• [Activity] Only the text of the records, copied exactly, is wanted; no pictures.

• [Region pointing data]
-*-

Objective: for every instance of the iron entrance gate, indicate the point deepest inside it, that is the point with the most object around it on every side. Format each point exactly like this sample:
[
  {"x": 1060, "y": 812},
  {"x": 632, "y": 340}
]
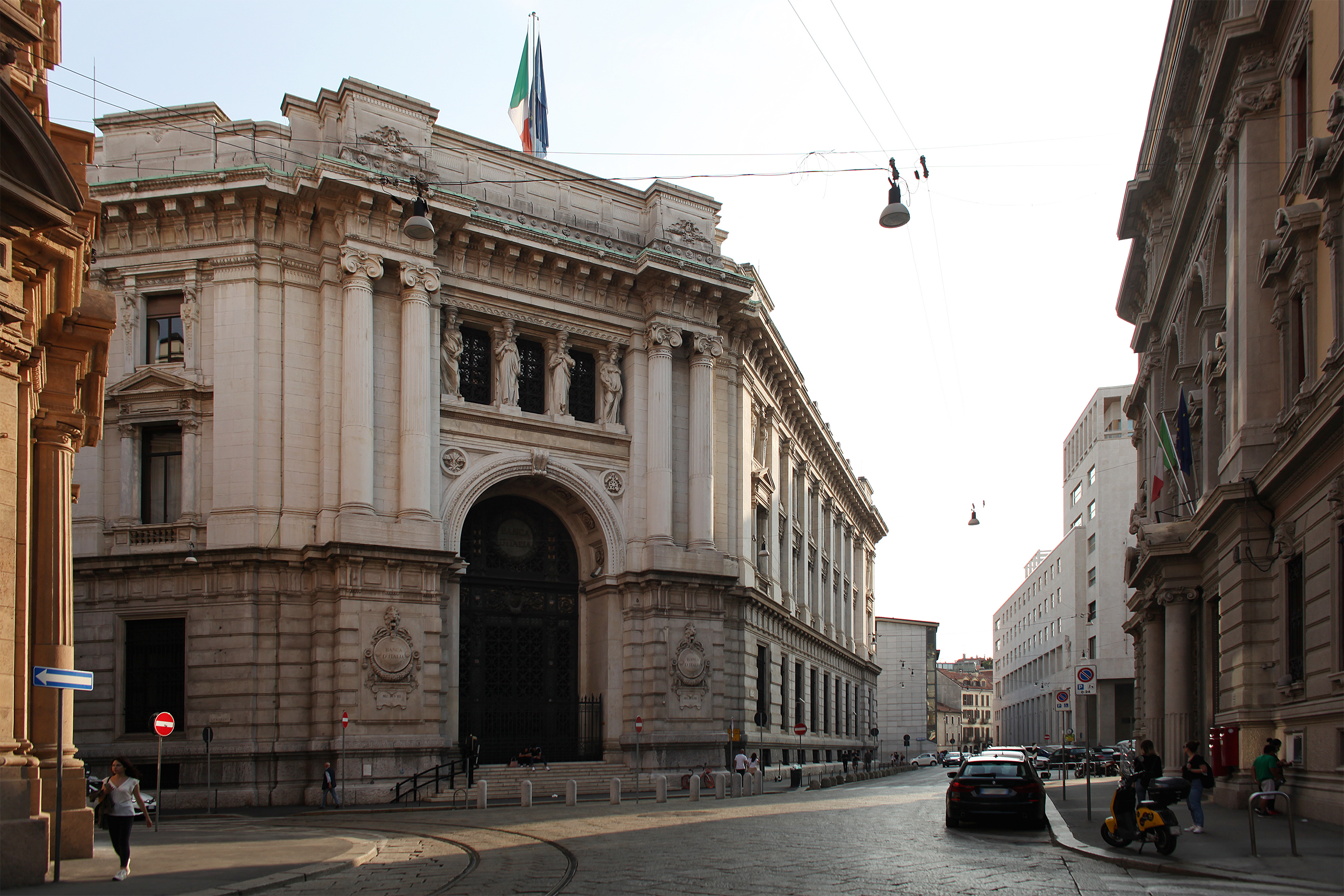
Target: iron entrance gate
[{"x": 518, "y": 650}]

-*-

• [Result of this exercise]
Objective: for every instance of the iron entrance gate, indicate the point deepest inside it, that is the point with the most object around it on every side. Format each point exactly like this sample:
[
  {"x": 1060, "y": 812},
  {"x": 632, "y": 340}
]
Target: iron entrance gate
[{"x": 518, "y": 650}]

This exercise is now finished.